• Short exercise:
Gather every line in the rows below that contains the string "dark", treating uppercase and lowercase as different.
START Items
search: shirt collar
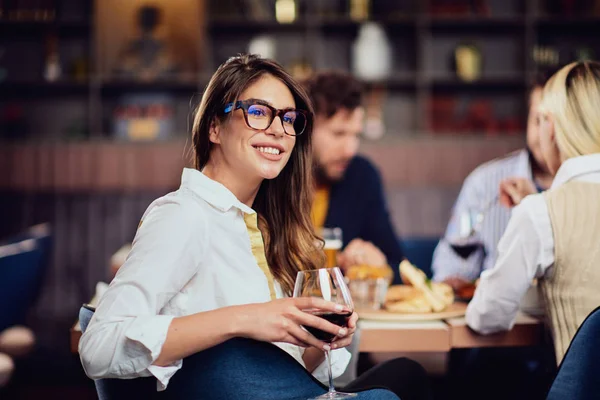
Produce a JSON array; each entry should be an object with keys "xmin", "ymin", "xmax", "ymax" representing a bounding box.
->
[
  {"xmin": 552, "ymin": 153, "xmax": 600, "ymax": 189},
  {"xmin": 517, "ymin": 149, "xmax": 533, "ymax": 181},
  {"xmin": 181, "ymin": 168, "xmax": 255, "ymax": 214}
]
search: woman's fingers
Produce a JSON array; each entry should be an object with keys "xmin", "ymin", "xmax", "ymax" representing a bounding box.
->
[
  {"xmin": 288, "ymin": 324, "xmax": 327, "ymax": 350},
  {"xmin": 294, "ymin": 297, "xmax": 350, "ymax": 313},
  {"xmin": 283, "ymin": 333, "xmax": 309, "ymax": 348},
  {"xmin": 293, "ymin": 310, "xmax": 348, "ymax": 337},
  {"xmin": 348, "ymin": 313, "xmax": 358, "ymax": 333}
]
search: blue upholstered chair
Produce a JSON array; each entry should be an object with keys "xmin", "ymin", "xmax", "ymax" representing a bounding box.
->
[
  {"xmin": 0, "ymin": 226, "xmax": 52, "ymax": 331},
  {"xmin": 547, "ymin": 307, "xmax": 600, "ymax": 400},
  {"xmin": 402, "ymin": 237, "xmax": 440, "ymax": 278}
]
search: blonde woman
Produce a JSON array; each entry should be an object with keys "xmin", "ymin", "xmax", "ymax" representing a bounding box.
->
[{"xmin": 467, "ymin": 62, "xmax": 600, "ymax": 363}]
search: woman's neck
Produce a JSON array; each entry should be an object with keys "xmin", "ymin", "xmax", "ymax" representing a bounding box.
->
[{"xmin": 202, "ymin": 161, "xmax": 262, "ymax": 207}]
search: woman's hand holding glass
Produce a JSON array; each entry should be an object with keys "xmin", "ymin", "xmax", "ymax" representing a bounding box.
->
[{"xmin": 237, "ymin": 297, "xmax": 357, "ymax": 350}]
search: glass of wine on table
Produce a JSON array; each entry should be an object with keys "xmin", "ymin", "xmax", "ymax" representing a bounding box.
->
[
  {"xmin": 294, "ymin": 267, "xmax": 356, "ymax": 400},
  {"xmin": 448, "ymin": 209, "xmax": 484, "ymax": 297}
]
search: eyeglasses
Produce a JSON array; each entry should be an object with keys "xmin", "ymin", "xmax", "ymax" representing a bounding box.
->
[{"xmin": 223, "ymin": 99, "xmax": 308, "ymax": 136}]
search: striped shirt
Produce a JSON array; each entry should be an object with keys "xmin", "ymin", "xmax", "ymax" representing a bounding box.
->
[{"xmin": 432, "ymin": 149, "xmax": 533, "ymax": 281}]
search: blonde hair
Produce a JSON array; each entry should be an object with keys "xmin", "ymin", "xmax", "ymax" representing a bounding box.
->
[{"xmin": 540, "ymin": 61, "xmax": 600, "ymax": 159}]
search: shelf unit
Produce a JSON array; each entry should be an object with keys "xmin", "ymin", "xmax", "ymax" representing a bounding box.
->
[{"xmin": 0, "ymin": 0, "xmax": 600, "ymax": 141}]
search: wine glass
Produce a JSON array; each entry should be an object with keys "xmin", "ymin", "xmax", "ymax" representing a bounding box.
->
[
  {"xmin": 448, "ymin": 208, "xmax": 484, "ymax": 275},
  {"xmin": 294, "ymin": 267, "xmax": 356, "ymax": 400}
]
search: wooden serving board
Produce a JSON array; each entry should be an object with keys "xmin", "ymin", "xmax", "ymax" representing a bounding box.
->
[{"xmin": 356, "ymin": 302, "xmax": 467, "ymax": 321}]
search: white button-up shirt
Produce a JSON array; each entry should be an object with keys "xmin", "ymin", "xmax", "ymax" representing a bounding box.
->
[
  {"xmin": 466, "ymin": 154, "xmax": 600, "ymax": 334},
  {"xmin": 79, "ymin": 169, "xmax": 350, "ymax": 390},
  {"xmin": 432, "ymin": 149, "xmax": 533, "ymax": 281}
]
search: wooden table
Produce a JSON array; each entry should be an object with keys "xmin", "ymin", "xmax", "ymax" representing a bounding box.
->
[
  {"xmin": 359, "ymin": 313, "xmax": 543, "ymax": 352},
  {"xmin": 71, "ymin": 313, "xmax": 543, "ymax": 353}
]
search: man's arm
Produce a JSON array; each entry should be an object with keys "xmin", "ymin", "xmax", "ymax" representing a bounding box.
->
[{"xmin": 466, "ymin": 195, "xmax": 554, "ymax": 334}]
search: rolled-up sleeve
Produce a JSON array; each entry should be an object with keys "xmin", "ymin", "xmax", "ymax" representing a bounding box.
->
[
  {"xmin": 79, "ymin": 196, "xmax": 208, "ymax": 389},
  {"xmin": 312, "ymin": 349, "xmax": 352, "ymax": 385}
]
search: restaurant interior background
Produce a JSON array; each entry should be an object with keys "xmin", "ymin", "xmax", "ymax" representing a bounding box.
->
[{"xmin": 0, "ymin": 0, "xmax": 600, "ymax": 398}]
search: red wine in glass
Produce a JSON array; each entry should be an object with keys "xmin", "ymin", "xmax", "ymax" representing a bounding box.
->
[
  {"xmin": 304, "ymin": 311, "xmax": 352, "ymax": 343},
  {"xmin": 294, "ymin": 267, "xmax": 357, "ymax": 400},
  {"xmin": 450, "ymin": 243, "xmax": 480, "ymax": 260}
]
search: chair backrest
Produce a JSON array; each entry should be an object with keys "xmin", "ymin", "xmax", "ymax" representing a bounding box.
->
[
  {"xmin": 547, "ymin": 307, "xmax": 600, "ymax": 400},
  {"xmin": 0, "ymin": 227, "xmax": 51, "ymax": 331},
  {"xmin": 79, "ymin": 305, "xmax": 398, "ymax": 400}
]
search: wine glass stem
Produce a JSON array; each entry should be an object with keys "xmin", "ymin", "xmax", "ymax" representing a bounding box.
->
[{"xmin": 325, "ymin": 350, "xmax": 335, "ymax": 393}]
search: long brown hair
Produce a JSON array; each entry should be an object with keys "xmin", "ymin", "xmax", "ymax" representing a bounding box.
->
[{"xmin": 192, "ymin": 55, "xmax": 324, "ymax": 295}]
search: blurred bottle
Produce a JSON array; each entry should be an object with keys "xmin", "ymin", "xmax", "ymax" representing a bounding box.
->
[
  {"xmin": 275, "ymin": 0, "xmax": 296, "ymax": 24},
  {"xmin": 350, "ymin": 0, "xmax": 371, "ymax": 21},
  {"xmin": 352, "ymin": 22, "xmax": 392, "ymax": 81}
]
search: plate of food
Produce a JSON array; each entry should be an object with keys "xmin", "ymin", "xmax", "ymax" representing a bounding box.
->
[{"xmin": 357, "ymin": 260, "xmax": 467, "ymax": 321}]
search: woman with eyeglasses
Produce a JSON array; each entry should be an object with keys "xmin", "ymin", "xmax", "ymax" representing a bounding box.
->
[{"xmin": 79, "ymin": 55, "xmax": 428, "ymax": 400}]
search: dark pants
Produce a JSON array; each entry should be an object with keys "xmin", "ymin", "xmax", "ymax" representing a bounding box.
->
[
  {"xmin": 342, "ymin": 358, "xmax": 433, "ymax": 400},
  {"xmin": 96, "ymin": 338, "xmax": 404, "ymax": 400}
]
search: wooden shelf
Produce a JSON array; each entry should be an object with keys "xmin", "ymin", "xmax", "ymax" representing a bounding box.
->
[
  {"xmin": 0, "ymin": 80, "xmax": 89, "ymax": 98},
  {"xmin": 0, "ymin": 134, "xmax": 524, "ymax": 192},
  {"xmin": 0, "ymin": 20, "xmax": 91, "ymax": 34},
  {"xmin": 535, "ymin": 17, "xmax": 600, "ymax": 30},
  {"xmin": 207, "ymin": 18, "xmax": 309, "ymax": 32},
  {"xmin": 429, "ymin": 17, "xmax": 525, "ymax": 33},
  {"xmin": 432, "ymin": 74, "xmax": 525, "ymax": 91},
  {"xmin": 100, "ymin": 78, "xmax": 202, "ymax": 94}
]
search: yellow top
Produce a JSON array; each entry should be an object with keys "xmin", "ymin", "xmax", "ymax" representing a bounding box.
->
[
  {"xmin": 310, "ymin": 186, "xmax": 329, "ymax": 231},
  {"xmin": 244, "ymin": 213, "xmax": 277, "ymax": 300}
]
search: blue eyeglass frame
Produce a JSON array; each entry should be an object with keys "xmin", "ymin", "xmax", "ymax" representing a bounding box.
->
[{"xmin": 223, "ymin": 99, "xmax": 308, "ymax": 136}]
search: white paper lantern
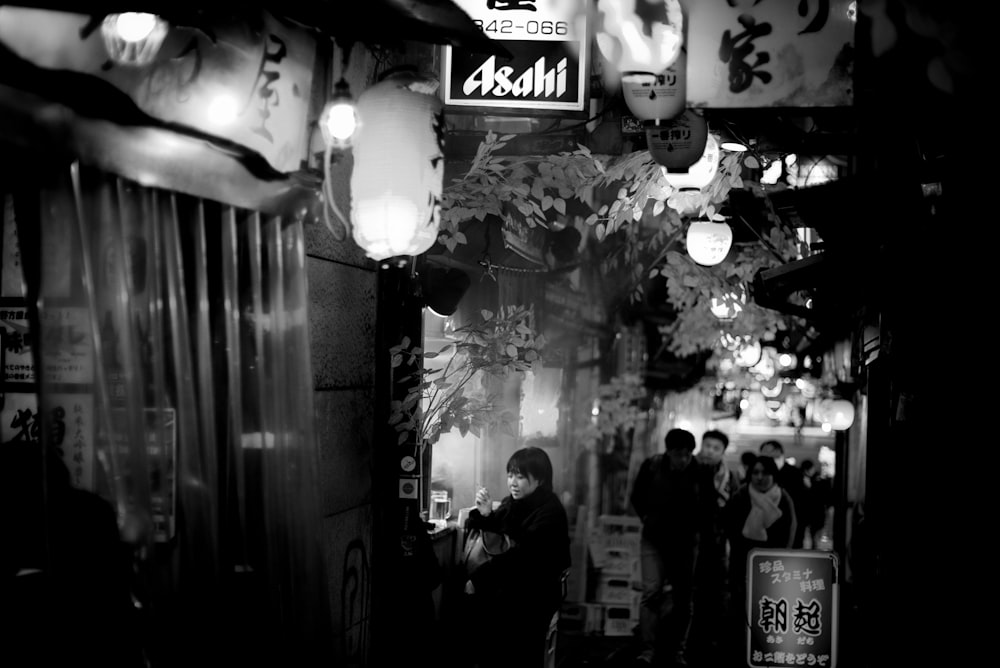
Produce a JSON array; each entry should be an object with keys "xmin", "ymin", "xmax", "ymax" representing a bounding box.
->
[
  {"xmin": 101, "ymin": 12, "xmax": 170, "ymax": 67},
  {"xmin": 351, "ymin": 77, "xmax": 444, "ymax": 260},
  {"xmin": 685, "ymin": 220, "xmax": 733, "ymax": 267},
  {"xmin": 823, "ymin": 399, "xmax": 854, "ymax": 431},
  {"xmin": 660, "ymin": 135, "xmax": 719, "ymax": 190},
  {"xmin": 596, "ymin": 0, "xmax": 684, "ymax": 74},
  {"xmin": 622, "ymin": 49, "xmax": 687, "ymax": 121}
]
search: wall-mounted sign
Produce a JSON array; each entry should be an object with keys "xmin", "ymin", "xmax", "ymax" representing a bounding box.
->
[
  {"xmin": 681, "ymin": 0, "xmax": 856, "ymax": 108},
  {"xmin": 441, "ymin": 0, "xmax": 590, "ymax": 113},
  {"xmin": 746, "ymin": 549, "xmax": 840, "ymax": 668},
  {"xmin": 0, "ymin": 6, "xmax": 316, "ymax": 172}
]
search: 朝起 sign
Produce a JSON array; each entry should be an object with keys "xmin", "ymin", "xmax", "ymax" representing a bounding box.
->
[
  {"xmin": 441, "ymin": 0, "xmax": 590, "ymax": 112},
  {"xmin": 746, "ymin": 549, "xmax": 840, "ymax": 668}
]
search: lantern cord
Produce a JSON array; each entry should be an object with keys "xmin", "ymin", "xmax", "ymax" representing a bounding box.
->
[{"xmin": 323, "ymin": 144, "xmax": 351, "ymax": 241}]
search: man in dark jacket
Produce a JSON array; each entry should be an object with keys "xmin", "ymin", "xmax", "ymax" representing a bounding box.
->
[
  {"xmin": 631, "ymin": 429, "xmax": 714, "ymax": 666},
  {"xmin": 760, "ymin": 441, "xmax": 806, "ymax": 549}
]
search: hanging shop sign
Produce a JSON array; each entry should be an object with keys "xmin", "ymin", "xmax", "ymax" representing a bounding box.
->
[
  {"xmin": 0, "ymin": 6, "xmax": 316, "ymax": 172},
  {"xmin": 441, "ymin": 0, "xmax": 590, "ymax": 113},
  {"xmin": 682, "ymin": 0, "xmax": 856, "ymax": 108},
  {"xmin": 746, "ymin": 548, "xmax": 840, "ymax": 668}
]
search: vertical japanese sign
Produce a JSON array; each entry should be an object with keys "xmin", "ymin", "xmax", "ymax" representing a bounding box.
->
[
  {"xmin": 441, "ymin": 0, "xmax": 590, "ymax": 112},
  {"xmin": 746, "ymin": 549, "xmax": 840, "ymax": 668},
  {"xmin": 682, "ymin": 0, "xmax": 856, "ymax": 108}
]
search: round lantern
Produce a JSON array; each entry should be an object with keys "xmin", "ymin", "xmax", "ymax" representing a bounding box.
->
[
  {"xmin": 101, "ymin": 12, "xmax": 170, "ymax": 67},
  {"xmin": 595, "ymin": 0, "xmax": 684, "ymax": 74},
  {"xmin": 646, "ymin": 109, "xmax": 708, "ymax": 171},
  {"xmin": 685, "ymin": 220, "xmax": 733, "ymax": 267},
  {"xmin": 660, "ymin": 135, "xmax": 719, "ymax": 190},
  {"xmin": 622, "ymin": 50, "xmax": 687, "ymax": 121},
  {"xmin": 351, "ymin": 77, "xmax": 444, "ymax": 260},
  {"xmin": 823, "ymin": 399, "xmax": 854, "ymax": 431}
]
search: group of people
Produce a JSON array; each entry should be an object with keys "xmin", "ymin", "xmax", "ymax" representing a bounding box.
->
[{"xmin": 630, "ymin": 429, "xmax": 830, "ymax": 666}]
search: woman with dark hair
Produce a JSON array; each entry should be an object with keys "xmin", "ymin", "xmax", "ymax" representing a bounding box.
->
[
  {"xmin": 724, "ymin": 455, "xmax": 798, "ymax": 652},
  {"xmin": 465, "ymin": 447, "xmax": 570, "ymax": 667}
]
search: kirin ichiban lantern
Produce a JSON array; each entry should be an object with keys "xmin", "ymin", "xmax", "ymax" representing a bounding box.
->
[
  {"xmin": 596, "ymin": 0, "xmax": 684, "ymax": 74},
  {"xmin": 351, "ymin": 74, "xmax": 444, "ymax": 260}
]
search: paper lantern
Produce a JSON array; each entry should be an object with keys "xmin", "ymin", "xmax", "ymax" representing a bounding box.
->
[
  {"xmin": 685, "ymin": 220, "xmax": 733, "ymax": 267},
  {"xmin": 822, "ymin": 399, "xmax": 854, "ymax": 431},
  {"xmin": 351, "ymin": 77, "xmax": 444, "ymax": 260},
  {"xmin": 595, "ymin": 0, "xmax": 684, "ymax": 74},
  {"xmin": 660, "ymin": 135, "xmax": 719, "ymax": 190},
  {"xmin": 622, "ymin": 50, "xmax": 687, "ymax": 121},
  {"xmin": 101, "ymin": 12, "xmax": 170, "ymax": 67},
  {"xmin": 646, "ymin": 109, "xmax": 708, "ymax": 171}
]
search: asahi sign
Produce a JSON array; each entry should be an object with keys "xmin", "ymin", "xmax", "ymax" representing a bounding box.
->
[{"xmin": 441, "ymin": 0, "xmax": 589, "ymax": 112}]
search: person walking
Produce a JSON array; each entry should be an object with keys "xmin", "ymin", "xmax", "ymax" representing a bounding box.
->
[
  {"xmin": 691, "ymin": 429, "xmax": 740, "ymax": 665},
  {"xmin": 760, "ymin": 440, "xmax": 807, "ymax": 550},
  {"xmin": 630, "ymin": 428, "xmax": 715, "ymax": 666},
  {"xmin": 456, "ymin": 447, "xmax": 570, "ymax": 668}
]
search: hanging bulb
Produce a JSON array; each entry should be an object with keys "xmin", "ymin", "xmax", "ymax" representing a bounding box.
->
[
  {"xmin": 319, "ymin": 78, "xmax": 358, "ymax": 148},
  {"xmin": 101, "ymin": 12, "xmax": 169, "ymax": 66}
]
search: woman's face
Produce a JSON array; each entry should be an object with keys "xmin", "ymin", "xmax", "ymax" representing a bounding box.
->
[
  {"xmin": 750, "ymin": 464, "xmax": 774, "ymax": 492},
  {"xmin": 507, "ymin": 471, "xmax": 541, "ymax": 499}
]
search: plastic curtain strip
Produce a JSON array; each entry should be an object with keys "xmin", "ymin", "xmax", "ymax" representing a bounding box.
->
[{"xmin": 31, "ymin": 165, "xmax": 328, "ymax": 667}]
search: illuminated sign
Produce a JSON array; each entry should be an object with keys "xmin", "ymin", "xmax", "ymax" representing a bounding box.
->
[
  {"xmin": 746, "ymin": 549, "xmax": 840, "ymax": 668},
  {"xmin": 441, "ymin": 0, "xmax": 589, "ymax": 112}
]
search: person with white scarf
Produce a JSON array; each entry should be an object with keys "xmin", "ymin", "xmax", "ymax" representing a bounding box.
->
[{"xmin": 724, "ymin": 456, "xmax": 798, "ymax": 660}]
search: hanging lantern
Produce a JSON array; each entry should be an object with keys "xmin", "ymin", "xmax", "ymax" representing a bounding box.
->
[
  {"xmin": 646, "ymin": 109, "xmax": 708, "ymax": 171},
  {"xmin": 733, "ymin": 341, "xmax": 764, "ymax": 367},
  {"xmin": 685, "ymin": 220, "xmax": 733, "ymax": 267},
  {"xmin": 101, "ymin": 12, "xmax": 169, "ymax": 66},
  {"xmin": 823, "ymin": 399, "xmax": 854, "ymax": 431},
  {"xmin": 351, "ymin": 75, "xmax": 444, "ymax": 260},
  {"xmin": 711, "ymin": 289, "xmax": 747, "ymax": 320},
  {"xmin": 660, "ymin": 135, "xmax": 720, "ymax": 190},
  {"xmin": 622, "ymin": 49, "xmax": 687, "ymax": 121},
  {"xmin": 596, "ymin": 0, "xmax": 684, "ymax": 74}
]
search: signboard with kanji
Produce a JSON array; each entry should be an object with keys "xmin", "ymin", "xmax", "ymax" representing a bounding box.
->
[{"xmin": 746, "ymin": 548, "xmax": 840, "ymax": 668}]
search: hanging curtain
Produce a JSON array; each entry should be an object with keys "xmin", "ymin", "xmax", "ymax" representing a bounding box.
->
[{"xmin": 20, "ymin": 164, "xmax": 328, "ymax": 668}]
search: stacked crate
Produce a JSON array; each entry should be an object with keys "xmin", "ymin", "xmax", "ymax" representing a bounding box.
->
[{"xmin": 590, "ymin": 515, "xmax": 642, "ymax": 636}]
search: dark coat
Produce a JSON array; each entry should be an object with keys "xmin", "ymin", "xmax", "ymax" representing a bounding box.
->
[
  {"xmin": 463, "ymin": 488, "xmax": 570, "ymax": 667},
  {"xmin": 630, "ymin": 454, "xmax": 715, "ymax": 553}
]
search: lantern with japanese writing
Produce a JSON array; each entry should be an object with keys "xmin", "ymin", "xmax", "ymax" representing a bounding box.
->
[
  {"xmin": 685, "ymin": 220, "xmax": 733, "ymax": 267},
  {"xmin": 595, "ymin": 0, "xmax": 684, "ymax": 74},
  {"xmin": 660, "ymin": 135, "xmax": 719, "ymax": 190},
  {"xmin": 351, "ymin": 75, "xmax": 444, "ymax": 260}
]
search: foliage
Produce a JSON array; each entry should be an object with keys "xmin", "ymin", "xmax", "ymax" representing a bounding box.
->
[
  {"xmin": 439, "ymin": 132, "xmax": 797, "ymax": 356},
  {"xmin": 389, "ymin": 306, "xmax": 545, "ymax": 444},
  {"xmin": 577, "ymin": 374, "xmax": 647, "ymax": 452}
]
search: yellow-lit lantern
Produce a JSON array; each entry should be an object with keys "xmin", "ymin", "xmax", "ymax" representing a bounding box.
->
[
  {"xmin": 595, "ymin": 0, "xmax": 684, "ymax": 74},
  {"xmin": 660, "ymin": 135, "xmax": 719, "ymax": 190},
  {"xmin": 646, "ymin": 109, "xmax": 708, "ymax": 171},
  {"xmin": 101, "ymin": 12, "xmax": 170, "ymax": 67},
  {"xmin": 622, "ymin": 49, "xmax": 687, "ymax": 121},
  {"xmin": 351, "ymin": 76, "xmax": 444, "ymax": 260},
  {"xmin": 685, "ymin": 220, "xmax": 733, "ymax": 267},
  {"xmin": 823, "ymin": 399, "xmax": 854, "ymax": 431}
]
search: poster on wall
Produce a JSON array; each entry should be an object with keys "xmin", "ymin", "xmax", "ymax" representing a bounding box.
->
[
  {"xmin": 111, "ymin": 408, "xmax": 177, "ymax": 542},
  {"xmin": 746, "ymin": 548, "xmax": 840, "ymax": 668},
  {"xmin": 0, "ymin": 195, "xmax": 26, "ymax": 297},
  {"xmin": 682, "ymin": 0, "xmax": 857, "ymax": 108},
  {"xmin": 0, "ymin": 299, "xmax": 36, "ymax": 389},
  {"xmin": 38, "ymin": 306, "xmax": 94, "ymax": 384},
  {"xmin": 46, "ymin": 392, "xmax": 95, "ymax": 491},
  {"xmin": 441, "ymin": 0, "xmax": 590, "ymax": 115}
]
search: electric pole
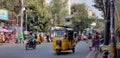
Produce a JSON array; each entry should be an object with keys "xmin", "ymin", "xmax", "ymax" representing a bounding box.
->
[
  {"xmin": 103, "ymin": 0, "xmax": 110, "ymax": 58},
  {"xmin": 20, "ymin": 0, "xmax": 24, "ymax": 32},
  {"xmin": 109, "ymin": 0, "xmax": 117, "ymax": 58}
]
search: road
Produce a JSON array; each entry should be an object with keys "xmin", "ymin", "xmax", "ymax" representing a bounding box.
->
[{"xmin": 0, "ymin": 41, "xmax": 90, "ymax": 58}]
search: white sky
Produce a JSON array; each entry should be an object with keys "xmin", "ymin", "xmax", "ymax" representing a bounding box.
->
[{"xmin": 48, "ymin": 0, "xmax": 103, "ymax": 18}]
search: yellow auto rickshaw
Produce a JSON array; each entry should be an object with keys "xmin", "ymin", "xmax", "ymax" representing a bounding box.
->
[
  {"xmin": 36, "ymin": 34, "xmax": 42, "ymax": 44},
  {"xmin": 52, "ymin": 27, "xmax": 75, "ymax": 54}
]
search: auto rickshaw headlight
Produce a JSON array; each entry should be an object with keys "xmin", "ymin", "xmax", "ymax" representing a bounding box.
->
[{"xmin": 56, "ymin": 40, "xmax": 61, "ymax": 46}]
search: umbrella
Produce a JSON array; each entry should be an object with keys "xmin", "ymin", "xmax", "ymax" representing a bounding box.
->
[{"xmin": 0, "ymin": 29, "xmax": 9, "ymax": 32}]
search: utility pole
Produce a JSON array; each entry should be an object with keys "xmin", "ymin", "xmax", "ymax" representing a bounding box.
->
[
  {"xmin": 26, "ymin": 10, "xmax": 27, "ymax": 31},
  {"xmin": 103, "ymin": 0, "xmax": 110, "ymax": 58},
  {"xmin": 109, "ymin": 0, "xmax": 117, "ymax": 58},
  {"xmin": 20, "ymin": 0, "xmax": 24, "ymax": 32}
]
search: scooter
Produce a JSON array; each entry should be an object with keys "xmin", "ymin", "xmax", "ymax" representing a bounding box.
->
[{"xmin": 25, "ymin": 39, "xmax": 36, "ymax": 50}]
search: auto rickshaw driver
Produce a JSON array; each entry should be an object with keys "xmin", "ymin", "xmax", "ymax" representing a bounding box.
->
END Items
• Solution for this problem:
search: dark pants
search: man in dark jacket
search: woman with dark hair
search: dark coat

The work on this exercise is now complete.